◆ EXCERPT ◆
▶

Newbie needs help with basics

[hdjim69]

Hi, I'm trying to learn electronics, I'm right at the beginning,
just learned Ohms law and Watts law. I understand both. I understand
how to calculate both. However, I went to this tutorial on
Electronicsworkbench.com and I'm confused about how they come up with
these numbers.

In this example there is a series circuit with a 15v battery, a 10w/12v
light bulb with a voltmeter reading the voltage across the bulb and you
have to choose between 3 different resistors that will enable the bulb
to light - 1ohm, 100ohm and 5ohm. If you connect the 1ohm, the
voltmeter reads 15volts. How can that be ? In a series circuit each
load has some resistance and the sum of all the loads must equal the
source. So, what about the resistor ? It has to drop some voltage but
according to this, it's dropping zero. And if you connect the 100
ohm resistor, the voltmeter reads 1.88v. How did they come up with
that number ? And the 5ohm reads 12v across the voltmeter. But
according to Ohms law, E = IxR, if the resistor is 5ohms and the source
is 15v, then 15/5 = 3amps, that part I get but they are saying it's
dropping 3 volts ?? huh? Again, how did they get that value ?


http://www.electronicsworkbench.com/understandelectricity/ewb.html

TIA,

J

 

[Phil Allison]

"hdjim69"

http://www.electronicsworkbench.com/understandelectricity/ewb.html

** Which EW **activity** in the above URL are you FUCKING on about
!!!!!!!!


DO NOT POST AMBIGUOUS QUESTIONS !!!






........ Phil

 

[hdjim69]

Hey Phil, chill out !! The link should have taken right to the
problem. It's Activity 1 exercise 2.

 

[Greg Neill]

Hi, I'm trying to learn electronics, I'm right at the beginning,
just learned Ohms law and Watts law. I understand both. I understand
how to calculate both. However, I went to this tutorial on
Electronicsworkbench.com and I'm confused about how they come up with
these numbers.

◀

Some records
▶

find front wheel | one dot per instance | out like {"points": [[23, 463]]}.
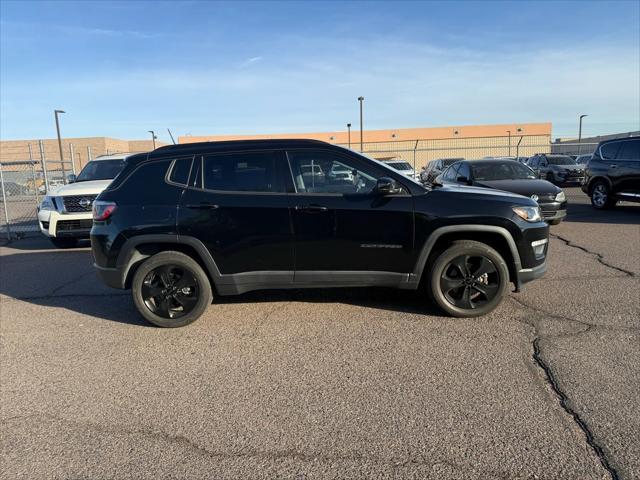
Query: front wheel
{"points": [[171, 289], [468, 279]]}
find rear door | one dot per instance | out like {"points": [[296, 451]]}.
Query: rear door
{"points": [[625, 171], [237, 206], [340, 224]]}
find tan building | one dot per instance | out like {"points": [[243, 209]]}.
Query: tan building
{"points": [[420, 145], [18, 150]]}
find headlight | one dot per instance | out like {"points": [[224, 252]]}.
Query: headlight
{"points": [[47, 203], [530, 214]]}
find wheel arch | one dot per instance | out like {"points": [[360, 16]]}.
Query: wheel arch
{"points": [[137, 249], [496, 237]]}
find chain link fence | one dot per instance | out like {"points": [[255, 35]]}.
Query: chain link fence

◀

◆ WORK INSTRUCTIONS ◆
(A) From the forum thread about the series circuit, reproduce the passage word for word, starting at "In this example" and ending at "that value ?".
(B) In the forum thread about the series circuit, what voltage does the voltmeter read when the 100 ohm resistor is connected?

◆ ANSWERS TO THE PROBLEMS ◆
(A)
In this example there is a series circuit with a 15v battery, a 10w/12v
light bulb with a voltmeter reading the voltage across the bulb and you
have to choose between 3 different resistors that will enable the bulb
to light - 1ohm, 100ohm and 5ohm. If you connect the 1ohm, the
voltmeter reads 15volts. How can that be ? In a series circuit each
load has some resistance and the sum of all the loads must equal the
source. So, what about the resistor ? It has to drop some voltage but
according to this, it's dropping zero. And if you connect the 100
ohm resistor, the voltmeter reads 1.88v. How did they come up with
that number ? And the 5ohm reads 12v across the voltmeter. But
according to Ohms law, E = IxR, if the resistor is 5ohms and the source
is 15v, then 15/5 = 3amps, that part I get but they are saying it's
dropping 3 volts ?? huh? Again, how did they get that value ?

(B) 1.88 volts